┌──

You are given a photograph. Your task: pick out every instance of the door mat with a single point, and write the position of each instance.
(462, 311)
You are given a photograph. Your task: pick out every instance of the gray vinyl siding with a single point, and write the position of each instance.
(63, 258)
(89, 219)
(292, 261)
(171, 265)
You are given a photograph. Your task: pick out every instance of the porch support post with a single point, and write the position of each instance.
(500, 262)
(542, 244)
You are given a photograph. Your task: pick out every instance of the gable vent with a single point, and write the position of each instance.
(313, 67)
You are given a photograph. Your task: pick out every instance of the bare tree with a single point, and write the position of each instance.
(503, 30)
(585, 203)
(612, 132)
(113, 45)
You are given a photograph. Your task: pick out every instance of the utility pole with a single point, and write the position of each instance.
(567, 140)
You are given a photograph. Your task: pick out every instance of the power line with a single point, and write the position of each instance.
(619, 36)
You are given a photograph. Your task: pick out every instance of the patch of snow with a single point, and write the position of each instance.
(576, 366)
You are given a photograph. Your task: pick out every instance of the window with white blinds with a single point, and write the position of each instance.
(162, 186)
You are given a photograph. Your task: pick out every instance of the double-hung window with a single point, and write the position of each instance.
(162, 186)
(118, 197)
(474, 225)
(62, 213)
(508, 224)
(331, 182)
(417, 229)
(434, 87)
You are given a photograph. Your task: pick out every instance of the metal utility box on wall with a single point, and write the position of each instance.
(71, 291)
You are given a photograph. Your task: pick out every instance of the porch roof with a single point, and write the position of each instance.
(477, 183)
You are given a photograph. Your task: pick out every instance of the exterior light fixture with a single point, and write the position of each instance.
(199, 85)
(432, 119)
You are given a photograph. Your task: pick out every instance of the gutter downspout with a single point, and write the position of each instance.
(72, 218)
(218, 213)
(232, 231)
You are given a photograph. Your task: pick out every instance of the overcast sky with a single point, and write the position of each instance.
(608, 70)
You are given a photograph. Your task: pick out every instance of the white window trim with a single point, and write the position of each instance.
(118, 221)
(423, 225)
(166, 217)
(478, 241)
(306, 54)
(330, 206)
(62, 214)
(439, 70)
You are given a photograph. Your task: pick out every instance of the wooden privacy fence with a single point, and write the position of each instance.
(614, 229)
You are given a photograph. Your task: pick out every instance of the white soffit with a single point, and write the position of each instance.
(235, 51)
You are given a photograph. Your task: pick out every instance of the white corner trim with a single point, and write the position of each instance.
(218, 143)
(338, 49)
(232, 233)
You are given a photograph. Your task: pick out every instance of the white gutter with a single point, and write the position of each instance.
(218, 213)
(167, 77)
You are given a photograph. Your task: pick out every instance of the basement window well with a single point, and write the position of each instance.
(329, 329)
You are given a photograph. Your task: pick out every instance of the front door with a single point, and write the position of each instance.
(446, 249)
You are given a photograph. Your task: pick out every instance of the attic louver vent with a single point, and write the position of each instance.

└──

Render everything from the line containing "the white corner" down to the end of the records above as a Markdown table with the columns No. and Text, skipping blank lines.

| No. | Text |
|---|---|
| 1 | You are given a photograph. Your task: pick out every instance of the white corner trim with a single point, and write the position of each instance. |
| 2 | (218, 143) |
| 3 | (338, 49) |
| 4 | (232, 233) |
| 5 | You are given a photograph. Your task: pick out every instance of the white gutter with a single point, and write the position of each instance. |
| 6 | (218, 213) |
| 7 | (167, 77) |
| 8 | You are given a photograph. Your task: pick out every instance of the basement window well with a single point, and write the position of each instance. |
| 9 | (329, 329) |
| 10 | You are given a photograph. Your task: pick out every instance of the front door with a single point, and write the position of each instance. |
| 11 | (446, 249) |
| 12 | You are given a photograph. Your task: pick out every instance of the attic louver vent with a single point, and write the position of each instance. |